» Provided passage:
+++

Valves are used in pneumatic systems to control airflow by blocking or directing it to meet the needs of the system. A pneumatic valve can have many different configurations. Knowing how to specify which valve is necessary in a schematic is an important skill for any engineer working with pneumatic systems.
Symbol standards for Pneumatic valves are found in the standard ISO1219-1:2012 Fluid power systems and components – Graphical symbols and circuit diagrams. The ISO Standard replaces ANSI Y32.10 Fluid Power Graphic Symbols.
Common Types of Pneumatic Valves
Much like specific electrical components are used to control and protect the circuit, pneumatic systems utilize a variety of mechanical components in order to control and protect the pneumatic system. There are many different types of valves used to control air flow by preventing flow, directing flow, controlling velocity, or relieving excess pressure. A few of the most common types are described below:
Check valves allow free flow of air in one direction but block flow in the opposite direction. They are passive because they require no external input to function. In a sense, they function like a diode in an electric circuit.
Spring-Assisted Check Valve
Basic Check Valve
A pressure relief valve is used to relieve excess pressure in a pneumatic system. Their purpose is to open automatically at a specific pressure and to continue to remain open until the volume pressure drops below the set point. These valves are used as a fail-safe measure to prevent pneumatic component failure resulting from excess pressure due to a control valve malfunction, temperature increase, etc.

+++

» Provided data:

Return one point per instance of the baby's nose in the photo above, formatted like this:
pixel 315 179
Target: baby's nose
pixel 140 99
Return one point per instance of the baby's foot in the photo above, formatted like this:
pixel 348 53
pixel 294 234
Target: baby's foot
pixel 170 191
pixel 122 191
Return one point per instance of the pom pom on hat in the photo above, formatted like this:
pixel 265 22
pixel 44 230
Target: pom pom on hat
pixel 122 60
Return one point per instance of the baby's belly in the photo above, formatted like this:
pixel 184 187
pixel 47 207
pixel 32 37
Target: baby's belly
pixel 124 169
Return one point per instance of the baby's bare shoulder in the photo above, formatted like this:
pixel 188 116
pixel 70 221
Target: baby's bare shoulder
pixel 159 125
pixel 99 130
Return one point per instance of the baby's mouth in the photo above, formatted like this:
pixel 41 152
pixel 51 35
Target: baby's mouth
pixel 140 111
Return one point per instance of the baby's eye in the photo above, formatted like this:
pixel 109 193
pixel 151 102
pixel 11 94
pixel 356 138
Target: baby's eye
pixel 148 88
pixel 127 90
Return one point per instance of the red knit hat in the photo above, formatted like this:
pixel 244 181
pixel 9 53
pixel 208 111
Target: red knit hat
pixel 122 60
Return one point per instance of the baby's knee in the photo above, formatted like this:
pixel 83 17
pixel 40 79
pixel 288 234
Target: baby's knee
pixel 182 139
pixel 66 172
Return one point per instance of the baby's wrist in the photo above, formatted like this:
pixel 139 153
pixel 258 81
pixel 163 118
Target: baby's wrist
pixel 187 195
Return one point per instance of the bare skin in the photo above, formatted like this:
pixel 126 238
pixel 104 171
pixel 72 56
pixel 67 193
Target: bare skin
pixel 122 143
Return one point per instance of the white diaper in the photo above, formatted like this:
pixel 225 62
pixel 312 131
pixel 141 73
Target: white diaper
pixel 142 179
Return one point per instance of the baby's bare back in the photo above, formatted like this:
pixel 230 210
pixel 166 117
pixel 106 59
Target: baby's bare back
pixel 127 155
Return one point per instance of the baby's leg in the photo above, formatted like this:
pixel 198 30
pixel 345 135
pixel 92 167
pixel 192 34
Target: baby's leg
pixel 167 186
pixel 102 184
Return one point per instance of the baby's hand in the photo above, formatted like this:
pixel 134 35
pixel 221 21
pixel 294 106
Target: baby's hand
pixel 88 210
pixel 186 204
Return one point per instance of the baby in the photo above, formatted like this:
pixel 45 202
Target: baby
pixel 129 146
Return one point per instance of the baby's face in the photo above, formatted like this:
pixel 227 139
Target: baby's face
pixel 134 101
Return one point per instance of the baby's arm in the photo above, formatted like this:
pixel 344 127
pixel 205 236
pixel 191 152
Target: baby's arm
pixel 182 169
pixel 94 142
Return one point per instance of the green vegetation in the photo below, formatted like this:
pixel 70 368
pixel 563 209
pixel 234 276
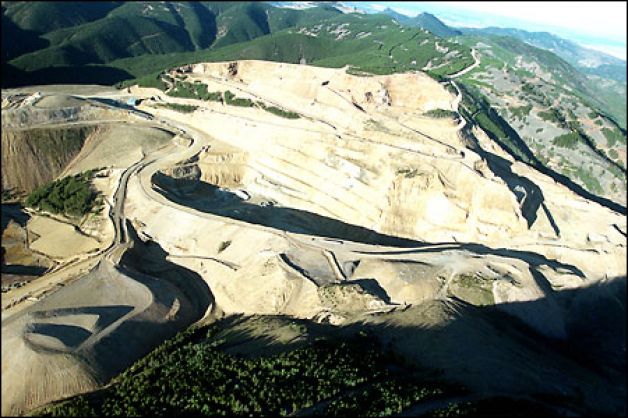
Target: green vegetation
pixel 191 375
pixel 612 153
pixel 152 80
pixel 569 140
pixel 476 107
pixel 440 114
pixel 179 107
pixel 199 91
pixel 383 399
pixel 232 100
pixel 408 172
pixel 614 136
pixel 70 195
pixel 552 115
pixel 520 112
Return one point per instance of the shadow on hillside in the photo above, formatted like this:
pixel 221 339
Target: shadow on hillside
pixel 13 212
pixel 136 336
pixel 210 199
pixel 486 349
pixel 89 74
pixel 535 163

+++

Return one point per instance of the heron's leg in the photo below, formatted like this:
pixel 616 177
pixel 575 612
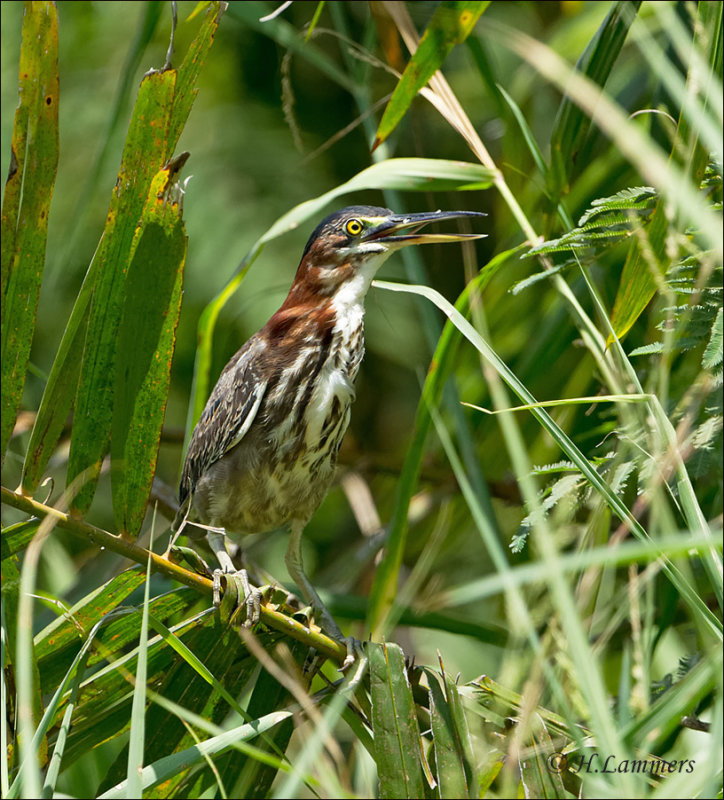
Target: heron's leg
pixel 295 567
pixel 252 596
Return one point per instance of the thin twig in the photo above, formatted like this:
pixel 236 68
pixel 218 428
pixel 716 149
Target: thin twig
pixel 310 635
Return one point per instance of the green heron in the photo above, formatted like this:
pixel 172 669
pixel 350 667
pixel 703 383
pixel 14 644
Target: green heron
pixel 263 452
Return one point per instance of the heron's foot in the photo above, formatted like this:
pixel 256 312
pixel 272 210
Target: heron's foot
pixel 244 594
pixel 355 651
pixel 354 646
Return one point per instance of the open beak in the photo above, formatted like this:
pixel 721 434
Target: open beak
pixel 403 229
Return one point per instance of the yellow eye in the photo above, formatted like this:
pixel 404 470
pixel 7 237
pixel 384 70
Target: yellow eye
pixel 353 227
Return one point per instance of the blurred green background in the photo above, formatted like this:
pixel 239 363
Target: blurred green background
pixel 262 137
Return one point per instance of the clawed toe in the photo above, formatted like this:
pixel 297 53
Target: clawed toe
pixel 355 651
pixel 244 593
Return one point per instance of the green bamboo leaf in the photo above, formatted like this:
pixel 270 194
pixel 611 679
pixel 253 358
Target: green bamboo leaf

+++

» Tasks:
**1.** Among the rows above, copy out the lines starting with the one containing "Return one point per instance of the baby's face" and going on through the one containing "pixel 535 163", both included. Omit the pictures.
**2.** Write a continuation of the passage on pneumatic valves that picks up right after its last sentence.

» Expected responses:
**1.**
Return one point per instance of the baby's face in the photo above, formatted like this:
pixel 227 139
Target: baby's face
pixel 134 101
Return one point per instance of the baby's arm in the photo above, formatted like this:
pixel 344 127
pixel 205 236
pixel 191 152
Target: baby's arm
pixel 182 169
pixel 94 142
Return one point per instance of the green vegetation in the photo below, formatted like this:
pixel 70 368
pixel 563 209
pixel 234 276
Target: green vegetation
pixel 191 375
pixel 612 153
pixel 152 80
pixel 569 140
pixel 476 107
pixel 440 114
pixel 179 107
pixel 199 91
pixel 383 399
pixel 232 100
pixel 408 172
pixel 614 136
pixel 70 195
pixel 552 115
pixel 520 112
Return one point per instance of the shadow on hillside in the photo above, formatted like this:
pixel 221 339
Target: shadow on hillside
pixel 13 212
pixel 136 336
pixel 210 199
pixel 486 349
pixel 89 74
pixel 535 163

**2.**
A shuttle valve allows fluid to flow through it from two different sources, one at a time. It functions as a logical OR gate. When the flow is applied to one input the other input is closed.
Quick Exhaust Valve
A quick exhaust valve is similar in form to a shuttle valve but instead of two inputs the quick exhaust valve has one (1) input, one (1) outlet, and one (1) exhaust. When pressure is applied to the input, the air flows to the outlet. When the pressure is removed, air flows from the outlet to the exhaust.
Flow Control Valve
Flow control valves are used to control the velocity of air through a pneumatic system. These are often used to control the speed of a pneumatic cylinder to meet a specific application. Flow control valves can be either Fixed Orifice or Adjustable depending on the application. The adjustable version uses a needle valve to control the flow of air.
Fixed Orifice Flow Control Valve
Adjustable Flow Control Valve
Adjustable Flow Control Valve
Directional Control Valve
Symbols representing Directional Control Valves contain information about the valve that they represent. They show the number of positions, the methods of actuation, the number of ports, and the paths that the air can take.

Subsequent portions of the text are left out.